If checks are written by year-end but not mailed until after year-end, are the related invoices still accounts payable?
Yes. Checks written but not mailed by year-end remain unpaid, so the invoices stay in accounts payable at year-end. [RULE]
Deferred income tax liabilities are classified how on the balance sheet?
Deferred income tax liabilities are excluded from current liabilities and classified as noncurrent. [RULE]
What does it mean if vacation or sick days do not vest?
Vest = earned and kept
Do not vest = use it or lose it
How are carryover sick days reported if they are not payable in cash?
They may be tracked in employee leave records, but no liability is reported in the financial statements because there is no cash payment obligation. [RULE]
One caution:
If the question says unused sick days are paid at termination, convertible to cash, or otherwise vested in a way that creates payment, then that changes it — then you may need an accrual.
How is a balloon payment accounted for?
Record the note at unpaid principal, accrue interest separately, and reclassify the balloon amount to current when it becomes due within one year. [RULE]Record the note at unpaid principal, accrue interest separately, and reclassify the balloon amount to current when it becomes due within one year. [RULE]
What are dividends in arrears?
Unpaid prior-year dividends on cumulative preferred stock that must be paid before any dividends go to common stockholders. [VOCAB]
Are dividends in arrears a liability?
No. They are disclosed, not recorded as a liability, unless the board declares the dividend. [RULE]
When should a company record vacation expense using the expected usage rate?
Vacation expense is recorded based on the best estimate of vacation days employees are expected to use, not the total days granted.
How do you account for probable, reasonably possible, and remote loss contingencies?

What to do:
• a. Answer the following from the accounting notes:
(i) Do invoices for checks written but not mailed by year-end remain in accounts payable at year-end?
(ii) How are deferred income tax liabilities classified on the balance sheet?
(iii) Are dividends in arrears recorded as a liability?
• b. Take the accounting study notes further from the point where they stop.

[Records]
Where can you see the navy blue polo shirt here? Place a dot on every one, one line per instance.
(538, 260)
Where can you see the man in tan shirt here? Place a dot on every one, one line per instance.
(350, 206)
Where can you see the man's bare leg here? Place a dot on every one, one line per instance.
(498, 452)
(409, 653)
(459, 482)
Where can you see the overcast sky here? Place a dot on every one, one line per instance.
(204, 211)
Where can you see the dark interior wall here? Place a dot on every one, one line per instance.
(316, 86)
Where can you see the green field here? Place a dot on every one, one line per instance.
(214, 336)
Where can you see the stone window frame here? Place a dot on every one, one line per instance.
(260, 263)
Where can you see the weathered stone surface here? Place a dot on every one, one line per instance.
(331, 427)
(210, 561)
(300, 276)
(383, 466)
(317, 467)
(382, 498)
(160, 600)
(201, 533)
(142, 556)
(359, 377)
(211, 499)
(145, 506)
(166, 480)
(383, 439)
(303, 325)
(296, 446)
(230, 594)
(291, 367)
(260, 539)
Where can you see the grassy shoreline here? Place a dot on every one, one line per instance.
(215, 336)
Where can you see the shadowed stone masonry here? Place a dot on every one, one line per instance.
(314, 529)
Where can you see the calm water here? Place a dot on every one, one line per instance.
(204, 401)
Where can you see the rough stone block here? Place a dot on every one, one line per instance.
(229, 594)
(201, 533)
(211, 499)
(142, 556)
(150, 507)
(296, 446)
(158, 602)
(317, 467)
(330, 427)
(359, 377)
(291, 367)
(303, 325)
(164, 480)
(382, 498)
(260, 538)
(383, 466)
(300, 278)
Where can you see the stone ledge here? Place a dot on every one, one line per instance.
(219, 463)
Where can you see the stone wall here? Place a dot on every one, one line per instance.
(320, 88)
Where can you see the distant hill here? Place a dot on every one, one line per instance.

Answers given:
• a.
(i) Yes. The checks remain unpaid, so the invoices stay in accounts payable at year-end.
(ii) They are excluded from current liabilities and classified as noncurrent.
(iii) No. They are disclosed, not recorded as a liability, unless the board declares the dividend.

• b.
Probable and estimable = accrue and disclose
Reasonably possible = disclose only
Remote = usually neither accrue nor disclose.
Interest expense =
Carrying Value × Market Rate
What is a warrant?
A warrant is a security that gives the holder the right to buy the issuer’s stock at a fixed price (exercise price) within a specified time.
In short, a warrant is like a long-term option to buy stock at a set price, providing potential upside if the stock price rises above that price.
How are detachable warrants treated at bond issuance?
The total proceeds from the bond issuance are allocated between the bonds and the detachable warrants based on their fair values at issuance.
What if the fair value of the bonds is unknown but the warrants’ fair value is known?
Assign the fair value of the warrants to the warrants, and the remainder of the proceeds to the bonds.
Are warrants classified as liabilities or equity?
Warrants are classified as equity, not liabilities
What journal entry is made when bonds with detachable warrants are issued?
Debit Cash (total proceeds)
Credit Bonds Payable (face value)
Credit Warrants (fair value)
Debit or Credit Discount/Premium on Bonds (difference)
When are warrants exercised, what happens?
The holder pays the exercise price, and the company issues common stock, increasing cash and equity.
When a company issues bonds with detachable stock warrants, how is the total issuance price allocated between the bonds and the warrants?
Allocate the total proceeds first to the warrants based on their fair value (if known)
The remaining amount is allocated to the bonds (long-term debt).
A company issues $1,000,000 bonds with 10,000 detachable warrants. The bonds sell at 102% ($1,020,000 total). Each warrant’s fair value is $5.
Total warrant value =
10,000×5=50,000
Amount allocated to bonds =
1,020,000−50,000=970,000
Bonds recorded at $970,000 (a discount from $1,000,000 face)
Why did i use 4% for the present value of the principal shouldnt that be the stated rate
The market price of a bond is the present value of the bond’s future interest and principal cash flows, discounted at the market rate of interest.
It is the bond’s selling price, determined by discounting:
future interest payments
plus repayment of principal
using the market rate, not the stated rate.
What happens to net income if an expense is overstated?
Overstated expense → Net income is understated
Because:
Net Income=Revenues−Expenses
Higher expenses reduce net income
How are bond issuance costs treated?
Bond issuance costs reduce cash received and increase the bond discount.
The total discount (including issuance costs) is amortized over the bond’s life using the effective interest method.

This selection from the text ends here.